The crystalline form of methamphetamine, known as “ice”, “glass”, or “crystal,” is gaining popularity. This crystal methamphetamine reportedly came from either California or Texas, and was transported to the area by transport trucks. The violators referred to the methamphetamine as “Chrome.”

The theft of precursor chemicals has increased greatly. The majority of merchants are cooperating with law enforcement by limiting access to the number of ephedrine and pseudoephedrine tablets that can be purchased as well as other items needed to manufacture methamphetamine. Because of their cooperation, however, shoplifting has increased.

Club Drugs: Both LSD and MDMA are being distributed and used in and around local nightclubs, at rave parties, and on college campuses. MDMA seizures have increased significantly since 1998. MDMA has become the most prevalent and popular of the “club” or “designer” drugs in Mississippi. GHB, Rohypnol and Ketamine are not currently known to be widely used or popular. LSD found in Mississippi normally comes from California. MDMA found in Mississippi is primarily from sources in California, New York, Louisiana, Tennessee and Arkansas.

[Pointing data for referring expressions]
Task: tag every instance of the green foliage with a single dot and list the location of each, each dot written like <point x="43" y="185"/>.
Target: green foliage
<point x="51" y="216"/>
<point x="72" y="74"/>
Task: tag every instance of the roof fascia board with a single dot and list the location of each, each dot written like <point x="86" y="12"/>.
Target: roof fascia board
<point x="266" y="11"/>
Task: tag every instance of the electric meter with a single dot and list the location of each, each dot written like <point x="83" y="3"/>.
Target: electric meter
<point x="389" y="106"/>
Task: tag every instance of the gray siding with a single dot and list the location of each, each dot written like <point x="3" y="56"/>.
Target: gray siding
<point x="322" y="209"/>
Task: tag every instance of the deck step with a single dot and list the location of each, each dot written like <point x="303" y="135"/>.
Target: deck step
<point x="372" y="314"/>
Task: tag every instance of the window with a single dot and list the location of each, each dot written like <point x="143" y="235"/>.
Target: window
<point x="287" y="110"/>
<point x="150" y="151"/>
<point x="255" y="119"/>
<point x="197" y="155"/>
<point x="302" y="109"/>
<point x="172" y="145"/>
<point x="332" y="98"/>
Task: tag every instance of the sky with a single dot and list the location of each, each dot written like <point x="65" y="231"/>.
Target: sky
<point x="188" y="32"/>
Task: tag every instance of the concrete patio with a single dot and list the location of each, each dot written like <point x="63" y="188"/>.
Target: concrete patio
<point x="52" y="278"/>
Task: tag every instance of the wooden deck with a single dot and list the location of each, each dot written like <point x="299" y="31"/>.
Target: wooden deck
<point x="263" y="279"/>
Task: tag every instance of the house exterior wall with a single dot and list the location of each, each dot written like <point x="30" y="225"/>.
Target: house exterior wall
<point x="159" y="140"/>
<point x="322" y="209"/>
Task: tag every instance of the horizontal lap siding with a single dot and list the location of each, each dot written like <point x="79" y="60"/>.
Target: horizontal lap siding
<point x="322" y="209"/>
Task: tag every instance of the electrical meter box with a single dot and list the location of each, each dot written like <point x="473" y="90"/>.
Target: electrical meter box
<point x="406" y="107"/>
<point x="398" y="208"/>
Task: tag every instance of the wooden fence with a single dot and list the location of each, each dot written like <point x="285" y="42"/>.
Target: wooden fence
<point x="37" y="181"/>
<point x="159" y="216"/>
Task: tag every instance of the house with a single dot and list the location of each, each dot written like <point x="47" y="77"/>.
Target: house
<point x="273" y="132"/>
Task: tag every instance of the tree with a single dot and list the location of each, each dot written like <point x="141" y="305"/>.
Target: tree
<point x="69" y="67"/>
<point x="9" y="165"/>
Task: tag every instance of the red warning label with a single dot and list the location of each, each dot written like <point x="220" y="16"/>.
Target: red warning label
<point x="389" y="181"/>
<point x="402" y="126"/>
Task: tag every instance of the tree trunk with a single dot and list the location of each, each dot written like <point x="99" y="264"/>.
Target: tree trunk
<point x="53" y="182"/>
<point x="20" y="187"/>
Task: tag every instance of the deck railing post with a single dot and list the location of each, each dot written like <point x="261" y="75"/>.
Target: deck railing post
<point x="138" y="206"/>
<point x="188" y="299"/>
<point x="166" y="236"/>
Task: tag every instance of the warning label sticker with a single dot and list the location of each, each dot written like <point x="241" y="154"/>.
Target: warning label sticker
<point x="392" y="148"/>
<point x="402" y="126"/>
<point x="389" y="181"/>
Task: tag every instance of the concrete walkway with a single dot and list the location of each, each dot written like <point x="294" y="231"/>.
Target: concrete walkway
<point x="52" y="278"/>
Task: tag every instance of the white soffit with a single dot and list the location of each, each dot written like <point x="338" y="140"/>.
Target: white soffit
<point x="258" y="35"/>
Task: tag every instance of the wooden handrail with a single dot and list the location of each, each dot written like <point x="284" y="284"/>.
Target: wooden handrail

__Explore the material__
#1 According to the Mississippi drug passage, where does LSD found in Mississippi normally come from?
#2 Resume the Mississippi drug passage after its last sentence.
The rows have no part in this work.

__Answers to the tasks__
#1 California.

#2
Pharmaceuticals: In Mississippi, diversion of pharmaceuticals is primarily occurring at the retail level through schemes such as forging or altering prescriptions and through doctor shopping. Illicitly diverted prescription drugs are being abused by some from all racial and socioeconomic groups. Currently, Hydrocodone (Vicodin), Alprozalam (Xanax), Diazapam (Valium), Oxycodone (Percodan, OxyContin), Lorazepam (Alivan) and Hydromorphone (Dilaudid) are the most widely diverted and abused pharmaceutical drugs in central Mississippi. OxyContin is currently the pharmaceutical drug of concern due to 14 overdoses in recent years. These drugs, and others like Rohypnol, are also being obtained in large quantities from sources in Texas border towns, especially Laredo, Texas. Another widespread problem is the illegal purchasing of large quantities of cold medicine containing ephedrine/pseudoephedrine, from grocery and drug stores, which is being converted, through use of chemicals, into methamphetamine.

Marijuana: Large quantities of Mexican marijuana are transported from Texas through Mississippi on Interstates 10, 12, and 55 destined for larger cities in the Northeastern and Southeastern United States. Couriers in pick-up trucks, vans, tractor-trailers and buses transport the marijuana in 50, 100 and 200 pound quantities in concealed compartments. Proceeds from the drug sales are returned in the same manner. Domestically cultivated marijuana is available throughout Northern Mississippi in patches of four to five plants in and around dense vegetation on United States forestry land and around area lakes. Marijuana is trafficked and used by all ethnic and socioeconomic groups in Mississippi, often along with or after the use of cocaine and methamphetamine.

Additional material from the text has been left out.